▸ Your tasks:
(a) List every Deee-Lite song title named in the Deee-Lite passage.
(b) Continue the Deee-Lite passage from its last line.
**** Given text
Until a few years ago, I, like most people, only knew one Deee-Lite song: their 90s smash-hit Groove Is in the Heart. Though a technically excellent piece of music, it was repeated at one-too-many a cheesy club night for my liking, regrettably leading me to assume that the rest of their catalogue was also Austin Powers cosplay.

One day I was listening to an Apple Music radio show when the excellent Call Me, from the band’s last album, Dewdrops in the Garden, rang out. It struck me as what might be the cheekiest ode to pining for a phone call ever made; a marvellously bubbly and eccentric track full of telephone noises over a thumping house beat.

It led me to check out the album, which turned out to be deliciously uncategorisable: a hedonistic mix of classic house, bratty eurotrance, brash pop and more. Vocalist Lady Miss Kier is a woman whose voice comes straight from her diaphragm; Bittersweet Loving lays her impeccably soulful belt over Paradise Garage-era synths, while River of Freedom and Music Selector Is the Soul Reflector are part rave, part video game drones that increase the heart rate along with the BPM. It taught me to always listen beyond the hit – or potentially risk missing out on extreme delight. Christine Ochefu

Lady Gaga – Chromatica (2020)
********
**** Recorded data
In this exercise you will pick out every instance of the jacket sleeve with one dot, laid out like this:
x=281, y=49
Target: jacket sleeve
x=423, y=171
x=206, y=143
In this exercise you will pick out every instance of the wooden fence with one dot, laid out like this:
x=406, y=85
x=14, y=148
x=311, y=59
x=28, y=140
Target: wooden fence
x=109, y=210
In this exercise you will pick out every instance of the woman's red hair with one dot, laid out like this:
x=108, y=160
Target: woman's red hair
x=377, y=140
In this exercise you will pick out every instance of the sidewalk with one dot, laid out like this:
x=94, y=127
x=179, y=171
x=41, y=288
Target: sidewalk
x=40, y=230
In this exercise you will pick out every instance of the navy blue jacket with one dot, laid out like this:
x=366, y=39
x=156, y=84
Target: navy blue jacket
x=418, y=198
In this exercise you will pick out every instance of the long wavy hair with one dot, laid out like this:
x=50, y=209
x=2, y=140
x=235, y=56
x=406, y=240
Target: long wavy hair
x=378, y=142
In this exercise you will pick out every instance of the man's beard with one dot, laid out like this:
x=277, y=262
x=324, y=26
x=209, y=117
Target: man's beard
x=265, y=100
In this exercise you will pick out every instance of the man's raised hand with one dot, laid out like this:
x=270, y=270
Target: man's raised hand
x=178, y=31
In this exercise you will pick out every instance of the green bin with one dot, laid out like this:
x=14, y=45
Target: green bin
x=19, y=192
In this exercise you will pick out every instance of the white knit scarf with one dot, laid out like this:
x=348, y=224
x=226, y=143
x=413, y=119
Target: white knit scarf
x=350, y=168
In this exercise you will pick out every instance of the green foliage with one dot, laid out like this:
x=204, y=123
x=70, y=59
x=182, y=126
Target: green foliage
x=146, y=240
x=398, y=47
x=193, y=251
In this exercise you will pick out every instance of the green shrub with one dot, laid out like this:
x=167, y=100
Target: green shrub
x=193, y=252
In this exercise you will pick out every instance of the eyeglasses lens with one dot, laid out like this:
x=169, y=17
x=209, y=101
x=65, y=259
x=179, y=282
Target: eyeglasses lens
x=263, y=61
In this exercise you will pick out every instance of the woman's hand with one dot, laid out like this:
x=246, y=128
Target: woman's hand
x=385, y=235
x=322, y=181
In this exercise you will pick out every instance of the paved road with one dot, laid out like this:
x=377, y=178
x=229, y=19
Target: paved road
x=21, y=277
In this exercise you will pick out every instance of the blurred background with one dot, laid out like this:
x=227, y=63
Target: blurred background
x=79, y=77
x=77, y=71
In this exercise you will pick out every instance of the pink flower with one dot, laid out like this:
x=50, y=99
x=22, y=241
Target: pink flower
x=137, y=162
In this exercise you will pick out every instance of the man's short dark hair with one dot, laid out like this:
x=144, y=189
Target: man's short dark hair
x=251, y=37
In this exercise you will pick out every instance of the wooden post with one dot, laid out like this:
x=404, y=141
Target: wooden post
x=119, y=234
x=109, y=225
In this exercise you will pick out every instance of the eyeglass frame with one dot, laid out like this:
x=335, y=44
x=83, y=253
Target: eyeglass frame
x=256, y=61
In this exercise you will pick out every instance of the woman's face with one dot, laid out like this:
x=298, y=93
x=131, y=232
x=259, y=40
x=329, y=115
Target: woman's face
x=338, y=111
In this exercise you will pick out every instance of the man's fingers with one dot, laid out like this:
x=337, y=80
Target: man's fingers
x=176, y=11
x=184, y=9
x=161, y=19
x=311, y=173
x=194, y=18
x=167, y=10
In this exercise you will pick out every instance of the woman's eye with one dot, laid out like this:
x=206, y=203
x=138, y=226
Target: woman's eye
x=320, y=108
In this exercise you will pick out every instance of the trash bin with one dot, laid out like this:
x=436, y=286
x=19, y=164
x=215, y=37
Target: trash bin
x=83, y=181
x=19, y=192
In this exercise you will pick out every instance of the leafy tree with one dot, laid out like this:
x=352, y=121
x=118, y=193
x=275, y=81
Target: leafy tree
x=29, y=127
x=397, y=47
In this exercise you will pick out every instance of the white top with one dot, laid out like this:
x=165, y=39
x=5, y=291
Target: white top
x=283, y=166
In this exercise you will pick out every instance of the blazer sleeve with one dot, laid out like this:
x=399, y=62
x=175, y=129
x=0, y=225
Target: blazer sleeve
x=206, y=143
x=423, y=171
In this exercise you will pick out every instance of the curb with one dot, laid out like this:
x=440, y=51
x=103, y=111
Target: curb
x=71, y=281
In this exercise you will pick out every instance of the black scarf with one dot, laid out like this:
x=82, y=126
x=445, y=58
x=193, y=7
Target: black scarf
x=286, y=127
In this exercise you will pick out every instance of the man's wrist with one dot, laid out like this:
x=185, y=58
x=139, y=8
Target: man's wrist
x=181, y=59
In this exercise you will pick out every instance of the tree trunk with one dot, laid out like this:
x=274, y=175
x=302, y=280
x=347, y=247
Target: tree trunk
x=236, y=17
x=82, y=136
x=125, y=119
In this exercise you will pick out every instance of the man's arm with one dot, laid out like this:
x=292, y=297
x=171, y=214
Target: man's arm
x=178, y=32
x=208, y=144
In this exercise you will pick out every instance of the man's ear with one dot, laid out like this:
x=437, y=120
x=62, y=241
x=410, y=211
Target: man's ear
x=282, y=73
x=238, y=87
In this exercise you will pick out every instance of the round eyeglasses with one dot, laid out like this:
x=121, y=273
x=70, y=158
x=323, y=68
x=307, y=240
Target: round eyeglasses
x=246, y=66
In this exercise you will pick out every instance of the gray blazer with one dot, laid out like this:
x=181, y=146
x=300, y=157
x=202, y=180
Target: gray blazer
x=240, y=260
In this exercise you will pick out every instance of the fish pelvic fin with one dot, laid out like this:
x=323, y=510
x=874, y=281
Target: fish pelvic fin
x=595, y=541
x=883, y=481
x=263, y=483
********
**** Recorded data
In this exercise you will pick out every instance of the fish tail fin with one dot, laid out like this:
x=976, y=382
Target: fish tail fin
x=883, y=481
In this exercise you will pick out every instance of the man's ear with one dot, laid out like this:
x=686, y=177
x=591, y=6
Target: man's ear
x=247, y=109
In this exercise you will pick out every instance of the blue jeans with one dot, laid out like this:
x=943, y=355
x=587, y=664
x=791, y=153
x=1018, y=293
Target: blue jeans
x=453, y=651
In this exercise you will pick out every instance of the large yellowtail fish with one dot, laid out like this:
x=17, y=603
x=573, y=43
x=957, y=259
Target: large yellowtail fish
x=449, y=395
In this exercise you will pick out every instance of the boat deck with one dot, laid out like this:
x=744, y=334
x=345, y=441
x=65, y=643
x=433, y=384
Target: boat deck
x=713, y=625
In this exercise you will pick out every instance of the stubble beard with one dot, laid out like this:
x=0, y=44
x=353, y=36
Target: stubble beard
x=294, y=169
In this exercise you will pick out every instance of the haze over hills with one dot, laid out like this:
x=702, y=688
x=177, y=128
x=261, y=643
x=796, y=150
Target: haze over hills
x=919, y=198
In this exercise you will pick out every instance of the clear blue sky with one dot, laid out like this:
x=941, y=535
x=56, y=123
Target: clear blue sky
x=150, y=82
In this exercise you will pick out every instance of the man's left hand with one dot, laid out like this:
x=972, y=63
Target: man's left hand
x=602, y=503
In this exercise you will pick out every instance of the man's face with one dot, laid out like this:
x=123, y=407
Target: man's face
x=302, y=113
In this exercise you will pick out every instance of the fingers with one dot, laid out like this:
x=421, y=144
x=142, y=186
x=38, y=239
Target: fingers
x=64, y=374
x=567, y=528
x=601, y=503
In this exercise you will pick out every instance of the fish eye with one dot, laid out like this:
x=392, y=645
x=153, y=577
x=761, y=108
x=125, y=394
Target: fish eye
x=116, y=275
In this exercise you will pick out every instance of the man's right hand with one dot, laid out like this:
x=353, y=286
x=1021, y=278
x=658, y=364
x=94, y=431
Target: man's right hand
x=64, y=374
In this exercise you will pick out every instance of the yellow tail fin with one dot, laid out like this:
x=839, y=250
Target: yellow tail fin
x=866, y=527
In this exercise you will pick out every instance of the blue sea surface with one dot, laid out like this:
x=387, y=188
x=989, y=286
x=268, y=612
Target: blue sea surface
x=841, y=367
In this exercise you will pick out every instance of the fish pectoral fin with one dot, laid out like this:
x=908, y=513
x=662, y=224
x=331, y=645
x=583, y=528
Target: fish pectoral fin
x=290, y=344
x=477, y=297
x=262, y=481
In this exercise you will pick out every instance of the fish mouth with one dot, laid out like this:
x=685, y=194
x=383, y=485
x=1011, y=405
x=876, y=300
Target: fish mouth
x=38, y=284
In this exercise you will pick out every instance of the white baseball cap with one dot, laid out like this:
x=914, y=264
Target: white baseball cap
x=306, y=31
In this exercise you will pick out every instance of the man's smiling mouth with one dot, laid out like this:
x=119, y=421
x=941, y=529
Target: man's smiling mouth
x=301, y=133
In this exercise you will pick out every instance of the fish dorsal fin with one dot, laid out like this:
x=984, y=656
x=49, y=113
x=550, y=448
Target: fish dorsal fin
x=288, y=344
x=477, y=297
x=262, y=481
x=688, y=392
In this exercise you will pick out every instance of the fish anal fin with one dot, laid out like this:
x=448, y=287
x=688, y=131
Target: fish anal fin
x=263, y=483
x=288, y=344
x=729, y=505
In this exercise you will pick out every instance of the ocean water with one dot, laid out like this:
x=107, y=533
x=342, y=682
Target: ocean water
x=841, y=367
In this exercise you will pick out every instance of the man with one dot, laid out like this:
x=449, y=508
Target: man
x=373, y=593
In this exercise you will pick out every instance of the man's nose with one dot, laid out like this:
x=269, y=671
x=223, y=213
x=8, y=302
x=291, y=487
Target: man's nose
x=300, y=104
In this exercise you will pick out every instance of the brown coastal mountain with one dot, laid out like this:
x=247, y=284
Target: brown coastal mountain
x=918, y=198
********
**** Recorded data
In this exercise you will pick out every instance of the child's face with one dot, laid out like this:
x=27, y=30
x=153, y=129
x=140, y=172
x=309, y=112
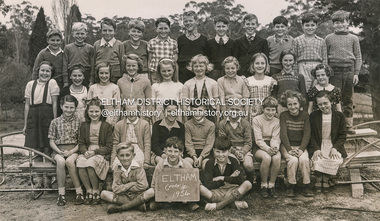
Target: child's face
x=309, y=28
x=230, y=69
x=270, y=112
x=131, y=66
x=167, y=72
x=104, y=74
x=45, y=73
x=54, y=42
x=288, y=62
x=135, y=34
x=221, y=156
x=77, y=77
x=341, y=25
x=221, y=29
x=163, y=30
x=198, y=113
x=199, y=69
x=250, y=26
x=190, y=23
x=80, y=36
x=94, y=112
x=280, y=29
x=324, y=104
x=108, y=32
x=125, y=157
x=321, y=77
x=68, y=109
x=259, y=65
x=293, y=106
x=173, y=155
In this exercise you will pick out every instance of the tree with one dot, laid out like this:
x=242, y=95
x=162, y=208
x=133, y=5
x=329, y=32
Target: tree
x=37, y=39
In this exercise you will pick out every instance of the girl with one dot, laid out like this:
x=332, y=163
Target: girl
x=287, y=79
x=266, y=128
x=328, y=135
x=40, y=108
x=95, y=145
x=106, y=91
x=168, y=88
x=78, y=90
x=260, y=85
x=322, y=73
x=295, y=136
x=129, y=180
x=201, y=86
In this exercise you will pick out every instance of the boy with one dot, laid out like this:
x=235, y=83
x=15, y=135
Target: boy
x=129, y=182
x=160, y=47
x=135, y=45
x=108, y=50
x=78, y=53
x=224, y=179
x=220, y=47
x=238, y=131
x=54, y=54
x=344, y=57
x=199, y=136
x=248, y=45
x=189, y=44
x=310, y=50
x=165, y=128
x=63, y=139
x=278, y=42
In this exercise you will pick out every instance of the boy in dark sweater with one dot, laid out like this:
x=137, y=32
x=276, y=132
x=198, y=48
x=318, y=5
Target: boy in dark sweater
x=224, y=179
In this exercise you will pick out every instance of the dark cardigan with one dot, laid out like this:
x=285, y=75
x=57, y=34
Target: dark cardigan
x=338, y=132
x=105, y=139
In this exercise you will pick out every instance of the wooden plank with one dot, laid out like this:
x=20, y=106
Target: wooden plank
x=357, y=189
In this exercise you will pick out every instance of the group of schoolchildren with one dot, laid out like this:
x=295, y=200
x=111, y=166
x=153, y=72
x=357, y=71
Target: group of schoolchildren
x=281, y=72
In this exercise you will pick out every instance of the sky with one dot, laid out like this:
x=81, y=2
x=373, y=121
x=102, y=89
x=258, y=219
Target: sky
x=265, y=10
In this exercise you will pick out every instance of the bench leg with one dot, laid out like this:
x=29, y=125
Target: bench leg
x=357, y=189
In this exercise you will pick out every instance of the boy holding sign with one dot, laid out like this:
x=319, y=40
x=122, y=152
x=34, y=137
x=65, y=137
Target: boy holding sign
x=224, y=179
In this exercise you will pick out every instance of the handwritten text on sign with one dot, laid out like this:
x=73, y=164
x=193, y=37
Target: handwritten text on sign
********
▸ Responses to the tasks:
(a)
Groove Is in the Heart
Call Me
Bittersweet Loving
River of Freedom
Music Selector Is the Soul Reflector

(b)
I was 10 when Lady Gaga’s debut single, Just Dance, came out and I found the hype confusing. At that age, I found her arch, somewhat intense, and a bit tuneless – an orgy of unmoored vowel sounds and over-the-top aesthetics that made me squirm. As the years passed, I found intermittent moments of enjoyment in her output: I liked the undeniable Paparazzi, the twisted Abba vibes of Alejandro, the Kevin Parker drums on Perfect Illusion. But, for the most part, I was a staunch hater who found her unapologetic too-much-ness too much.

Then A Star Is Born was released. At first I was underwhelmed by what I felt was a hokey and rockist longueur. A few weeks later, though, I heard I’ll Never Love Again, the film’s closing ballad, in a friend’s car and inexplicably began to weep. I saw the film again during a moment of personal tragedy and found it impossibly moving. I started to warm to Gaga the person, although I still couldn’t stomach her music.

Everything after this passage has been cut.